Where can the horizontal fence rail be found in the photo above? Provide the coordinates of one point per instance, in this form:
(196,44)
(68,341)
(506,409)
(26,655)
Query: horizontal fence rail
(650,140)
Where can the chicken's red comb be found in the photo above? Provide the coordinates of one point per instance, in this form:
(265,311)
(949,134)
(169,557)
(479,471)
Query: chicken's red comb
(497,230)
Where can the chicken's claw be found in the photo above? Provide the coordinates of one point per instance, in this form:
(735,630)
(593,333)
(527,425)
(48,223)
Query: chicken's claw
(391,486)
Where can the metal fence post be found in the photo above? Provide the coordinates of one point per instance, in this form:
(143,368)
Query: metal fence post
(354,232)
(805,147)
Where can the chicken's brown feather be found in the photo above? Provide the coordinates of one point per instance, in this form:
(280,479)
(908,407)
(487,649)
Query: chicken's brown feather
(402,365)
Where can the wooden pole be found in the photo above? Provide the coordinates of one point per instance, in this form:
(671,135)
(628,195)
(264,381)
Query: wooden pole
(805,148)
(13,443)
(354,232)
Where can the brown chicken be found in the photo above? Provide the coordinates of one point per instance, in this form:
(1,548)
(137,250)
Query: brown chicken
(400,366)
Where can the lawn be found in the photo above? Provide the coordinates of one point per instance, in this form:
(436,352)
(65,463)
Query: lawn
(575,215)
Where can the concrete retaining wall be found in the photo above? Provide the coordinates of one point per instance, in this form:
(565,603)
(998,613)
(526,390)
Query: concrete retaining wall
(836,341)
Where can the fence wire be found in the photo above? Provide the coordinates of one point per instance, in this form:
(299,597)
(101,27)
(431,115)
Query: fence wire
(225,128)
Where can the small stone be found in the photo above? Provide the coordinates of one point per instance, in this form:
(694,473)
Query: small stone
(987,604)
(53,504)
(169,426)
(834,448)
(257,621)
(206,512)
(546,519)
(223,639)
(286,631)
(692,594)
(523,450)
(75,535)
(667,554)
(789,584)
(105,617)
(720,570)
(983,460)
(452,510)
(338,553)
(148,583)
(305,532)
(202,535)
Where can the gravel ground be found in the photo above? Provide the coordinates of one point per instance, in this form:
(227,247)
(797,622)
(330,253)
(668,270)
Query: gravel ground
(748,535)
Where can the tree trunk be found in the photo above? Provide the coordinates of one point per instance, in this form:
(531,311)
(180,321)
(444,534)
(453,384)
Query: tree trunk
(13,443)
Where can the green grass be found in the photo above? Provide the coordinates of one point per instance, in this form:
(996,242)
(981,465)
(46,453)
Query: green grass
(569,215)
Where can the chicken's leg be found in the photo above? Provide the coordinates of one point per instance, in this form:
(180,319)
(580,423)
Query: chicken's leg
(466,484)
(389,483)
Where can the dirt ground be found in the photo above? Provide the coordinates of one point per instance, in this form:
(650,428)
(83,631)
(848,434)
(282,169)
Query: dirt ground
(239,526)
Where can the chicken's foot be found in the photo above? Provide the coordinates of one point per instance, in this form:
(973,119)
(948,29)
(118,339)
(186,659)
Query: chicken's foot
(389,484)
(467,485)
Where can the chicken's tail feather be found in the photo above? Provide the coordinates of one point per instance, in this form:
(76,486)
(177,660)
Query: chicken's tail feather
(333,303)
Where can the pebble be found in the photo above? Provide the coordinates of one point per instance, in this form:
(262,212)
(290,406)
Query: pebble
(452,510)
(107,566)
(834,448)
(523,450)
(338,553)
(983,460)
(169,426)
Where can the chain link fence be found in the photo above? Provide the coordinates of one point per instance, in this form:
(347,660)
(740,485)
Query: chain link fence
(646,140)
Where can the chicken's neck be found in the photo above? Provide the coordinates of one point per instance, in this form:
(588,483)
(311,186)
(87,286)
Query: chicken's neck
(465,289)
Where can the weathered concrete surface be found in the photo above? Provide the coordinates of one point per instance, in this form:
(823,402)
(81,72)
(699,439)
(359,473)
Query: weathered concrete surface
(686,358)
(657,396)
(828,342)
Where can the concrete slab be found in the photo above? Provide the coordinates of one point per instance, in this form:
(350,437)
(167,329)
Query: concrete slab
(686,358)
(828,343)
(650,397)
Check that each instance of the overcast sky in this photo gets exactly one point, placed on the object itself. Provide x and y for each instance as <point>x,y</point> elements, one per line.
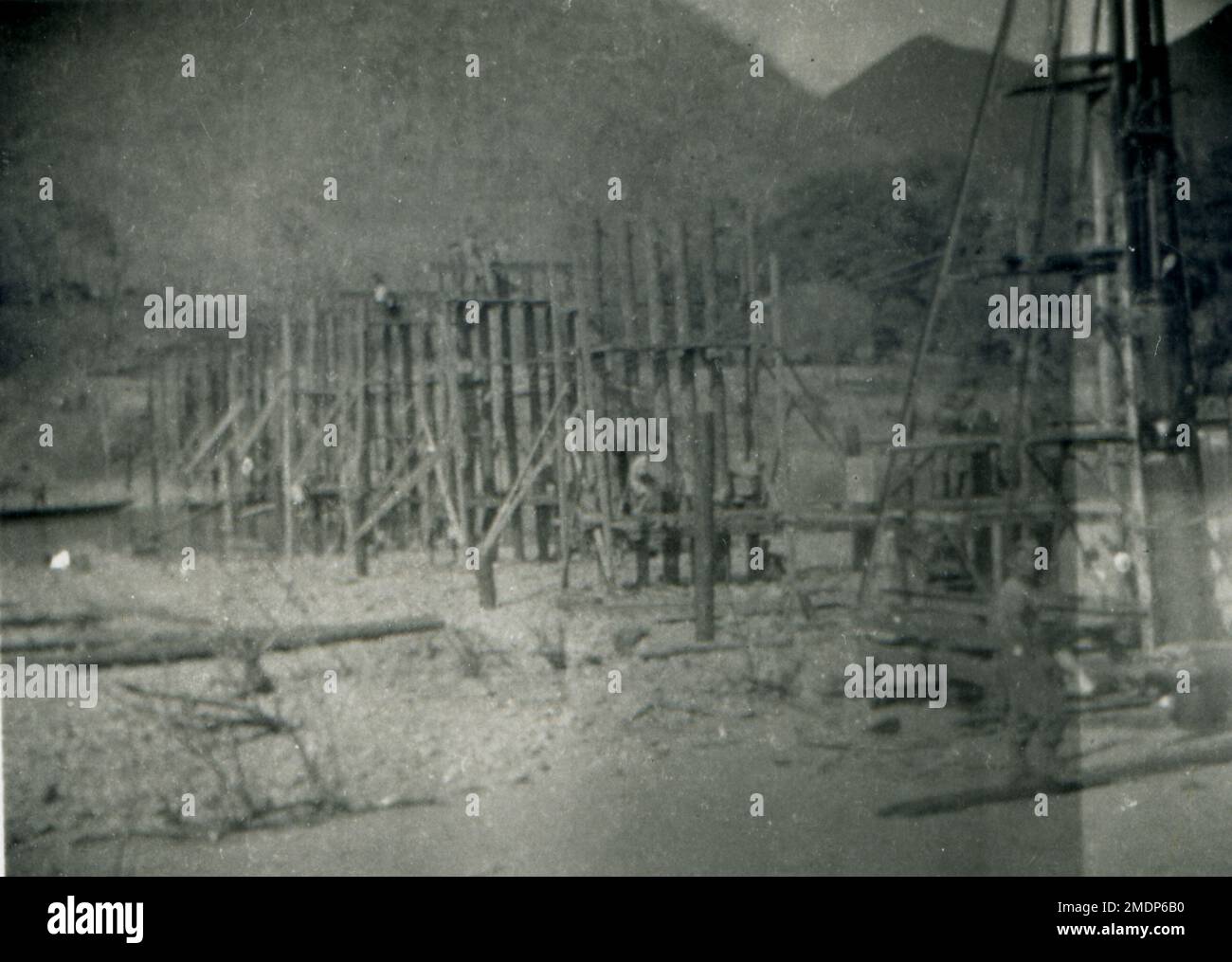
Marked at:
<point>824,44</point>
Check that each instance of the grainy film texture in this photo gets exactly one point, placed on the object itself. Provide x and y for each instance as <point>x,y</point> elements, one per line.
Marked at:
<point>577,438</point>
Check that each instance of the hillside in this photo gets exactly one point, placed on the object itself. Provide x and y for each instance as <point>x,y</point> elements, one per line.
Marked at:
<point>920,100</point>
<point>217,180</point>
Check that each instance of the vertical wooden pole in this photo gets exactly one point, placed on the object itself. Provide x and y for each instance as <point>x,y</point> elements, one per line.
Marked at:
<point>752,455</point>
<point>419,370</point>
<point>152,401</point>
<point>595,377</point>
<point>661,390</point>
<point>684,364</point>
<point>715,386</point>
<point>533,360</point>
<point>290,399</point>
<point>703,530</point>
<point>505,365</point>
<point>557,333</point>
<point>360,478</point>
<point>226,468</point>
<point>632,383</point>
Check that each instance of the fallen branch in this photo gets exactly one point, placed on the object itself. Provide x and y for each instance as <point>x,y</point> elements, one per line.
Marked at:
<point>702,649</point>
<point>123,649</point>
<point>1169,759</point>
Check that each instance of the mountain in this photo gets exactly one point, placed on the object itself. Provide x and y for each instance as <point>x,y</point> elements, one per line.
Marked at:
<point>217,181</point>
<point>920,100</point>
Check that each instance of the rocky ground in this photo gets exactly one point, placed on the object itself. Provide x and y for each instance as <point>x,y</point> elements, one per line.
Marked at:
<point>567,775</point>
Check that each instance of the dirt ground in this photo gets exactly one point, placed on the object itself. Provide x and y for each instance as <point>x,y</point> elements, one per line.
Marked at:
<point>568,776</point>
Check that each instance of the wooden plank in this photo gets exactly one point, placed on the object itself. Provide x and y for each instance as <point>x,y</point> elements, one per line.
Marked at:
<point>557,389</point>
<point>715,382</point>
<point>703,529</point>
<point>398,488</point>
<point>226,465</point>
<point>220,428</point>
<point>633,377</point>
<point>288,378</point>
<point>595,377</point>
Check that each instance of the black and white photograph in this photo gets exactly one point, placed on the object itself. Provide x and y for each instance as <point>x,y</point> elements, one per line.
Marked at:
<point>616,438</point>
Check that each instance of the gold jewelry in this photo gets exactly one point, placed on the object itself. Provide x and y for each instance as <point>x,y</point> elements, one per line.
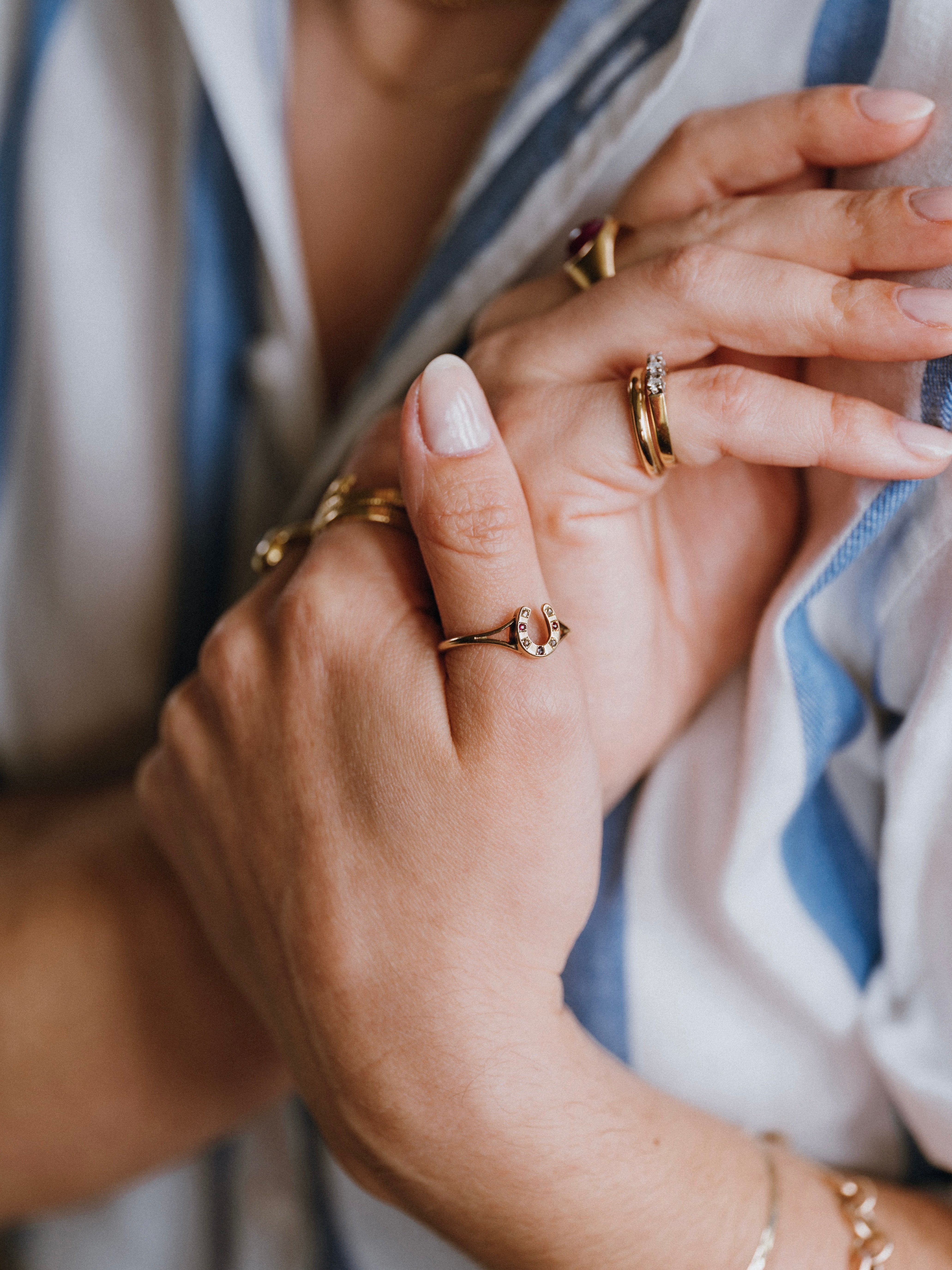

^^^^

Exercise instructions: Write out the data again word for word, minus any images.

Finished task:
Where can the horizontal fence rail be found in the photo above? Provide the coordinates of one point per instance, in this form:
(196,44)
(68,341)
(506,409)
(26,655)
Query: horizontal fence rail
(650,140)
Where can the chicken's red comb be found in the photo above? Provide the coordinates of one point per instance, in this form:
(265,311)
(949,134)
(169,557)
(479,471)
Query: chicken's red comb
(497,230)
Where can the chicken's claw be found in the photo above? Provide the coordinates of one point per instance, in this form:
(735,630)
(593,333)
(527,425)
(48,223)
Query: chicken's claw
(391,486)
Where can the metal fence post be found in the photo above? Provide the coordinates of one point per instance, in this form:
(143,368)
Query: metal fence post
(354,232)
(805,147)
Where can the chicken's brown feather be found in the photo above? Provide the coordinates of one point per instance, in this form:
(280,479)
(908,407)
(487,649)
Query: chicken's brown feather
(402,365)
Where can the wooden pole be found in the photo above? Provide the coordinates of one point per instance, in this form:
(671,135)
(628,195)
(264,381)
Query: wooden pole
(805,148)
(13,443)
(354,232)
Where can the brown chicken be found in the photo above? Provide the coordinates of one point per instance, in this form:
(1,548)
(137,250)
Query: brown chicken
(400,366)
Where can the lawn be found in the photo above? Provide the coordinates of one point per instance, in this form:
(436,352)
(65,463)
Query: lawn
(575,215)
Where can the concrete retaining wall be found in the photo above? Provide the coordinates of one point per instance, in this form:
(565,603)
(998,613)
(526,390)
Query: concrete retaining wall
(836,341)
Where can the fence wire be found in the photo above? Provide the coordinates of one point per instance, in this form:
(299,597)
(101,27)
(431,115)
Query: fence wire
(225,128)
Where can the small stone be found in the photo above? Provide the coordinates of one point per instance, in this form:
(694,473)
Query: small stone
(987,604)
(53,504)
(169,426)
(834,448)
(257,621)
(206,512)
(546,519)
(223,639)
(286,631)
(692,594)
(523,450)
(75,535)
(667,554)
(789,584)
(105,617)
(720,570)
(983,460)
(452,510)
(338,553)
(148,583)
(305,532)
(202,535)
Where can the gravel ground be found in the photo above? Provide the coordinates of one point per instance, in this form:
(227,247)
(797,622)
(330,253)
(668,270)
Query: gravel ground
(748,535)
Where can the tree trunk be found in the photo above? Provide the coordinates of one point per instance, in this form:
(531,311)
(180,321)
(444,534)
(453,384)
Query: tree trunk
(13,443)
Where can the green grass be found in the photo above? Provide the coordinates of one point per instance, in this form:
(996,242)
(981,465)
(46,453)
Query: green grass
(569,215)
Where can the chicken's leg be found in the photo above? Provide the coordinates of one point per instance, in this form:
(180,319)
(580,423)
Query: chicken's leg
(466,484)
(389,483)
Where can the dirt ground be found in the photo above? Provide the coordinates of one point per instance, in this form:
(650,428)
(83,631)
(848,434)
(282,169)
Query: dirt ground
(239,526)
Where can the chicken's foot be found in the photo above? Provide the coordinates of one point per instance, in this form:
(973,119)
(948,29)
(118,339)
(186,659)
Query: chicken's foot
(389,484)
(467,485)
Where can the chicken's tail feather be found in the photo above? Provide the coordinates of one point per instance, in this form:
(76,486)
(177,660)
Query: chicken's tail feather
(333,303)
Where can the pebble be found in the photo above? Provide the coordinates of one point per instance, in this form:
(262,212)
(290,406)
Query: pebble
(452,510)
(107,566)
(834,448)
(523,450)
(338,553)
(983,460)
(169,426)
Where can the chain link fence be found in the photo above? Provide the coordinates of one point per instance, in this form:
(347,660)
(740,485)
Query: chain link fence
(646,140)
Where can the chicken's neck be found in the photo above? Provide the coordinates of one point per instance, in this form:
(588,483)
(311,186)
(87,286)
Query: chicken's neck
(465,289)
Where can the weathered concrete surface be found in the photo above? Provide the coordinates of one point per instance, in this form:
(823,402)
(81,72)
(699,439)
(359,473)
Query: weathered concrete surface
(686,358)
(657,396)
(828,342)
Where can the concrete slab be found in the photo above? Provide the coordinates of one point per instance, in this form:
(350,437)
(167,329)
Query: concrete slab
(686,358)
(828,343)
(650,397)
Check that each instance of the overcast sky in this photo gets exactly one point, placed on the object itself. Provide x and y for each instance as <point>x,y</point> elements, one per line.
Marked at:
<point>824,44</point>
Check that each instance of the grainy film texture in this photo gets exactly one point, placed on the object itself. Provide x and y for each instance as <point>x,y</point> elements, one per line.
Marked at:
<point>577,438</point>
Check that each instance of the hillside in this photo gets exactly one point, placed on the object itself. Provide x and y for each instance as <point>x,y</point> elements, one per line.
Marked at:
<point>920,100</point>
<point>217,180</point>
Check that each instance of the vertical wooden pole in this photo gets exactly one point, placed on the object itself. Provide x and y for each instance as <point>x,y</point> elements, one per line.
Marked at:
<point>752,455</point>
<point>419,370</point>
<point>152,401</point>
<point>595,377</point>
<point>661,390</point>
<point>684,364</point>
<point>715,386</point>
<point>533,360</point>
<point>290,399</point>
<point>703,530</point>
<point>505,365</point>
<point>557,333</point>
<point>360,478</point>
<point>226,468</point>
<point>632,383</point>
Check that each instance of the fallen branch in this photo gets exactly one point, placed on the object itself. Provide x and y for each instance as <point>x,y</point> elements, one per line.
Marked at:
<point>702,649</point>
<point>123,649</point>
<point>1169,759</point>
Check that each instance of the mountain in this photo gets exactly one point, placed on the object itself. Provide x and y for each instance as <point>x,y</point> elements, one per line.
Marked at:
<point>217,181</point>
<point>920,100</point>
Check that each instance of the rocky ground in this photo gets exactly one point, placed on the object itself. Provide x and y for each instance as <point>x,y</point> elements, one per line.
Marked at:
<point>567,775</point>
Check that each instance of the dirt ground in this photo gets exactly one point, placed on the object itself. Provide x and y for each instance as <point>x,y</point> elements, one per line.
Marked at:
<point>568,776</point>
Check that each instance of the wooden plank in this photo gets exactly one point, placed on the object itself. Provide x and y for each instance as <point>x,y</point> elements, one per line.
Marked at:
<point>557,389</point>
<point>715,382</point>
<point>703,529</point>
<point>398,488</point>
<point>226,465</point>
<point>220,428</point>
<point>633,377</point>
<point>288,378</point>
<point>595,377</point>
Check that each instance of the black and white photograph in this photo gets exactly one point, placed on the object itself. Provide x and y for each instance as <point>x,y</point> elements, one per line.
Marked at:
<point>616,438</point>
Check that each instance of the gold jewelry in this photo gets exactly one point, placed on the object itself. Provide x and y for each instance as <point>x,y</point> elements, one per line.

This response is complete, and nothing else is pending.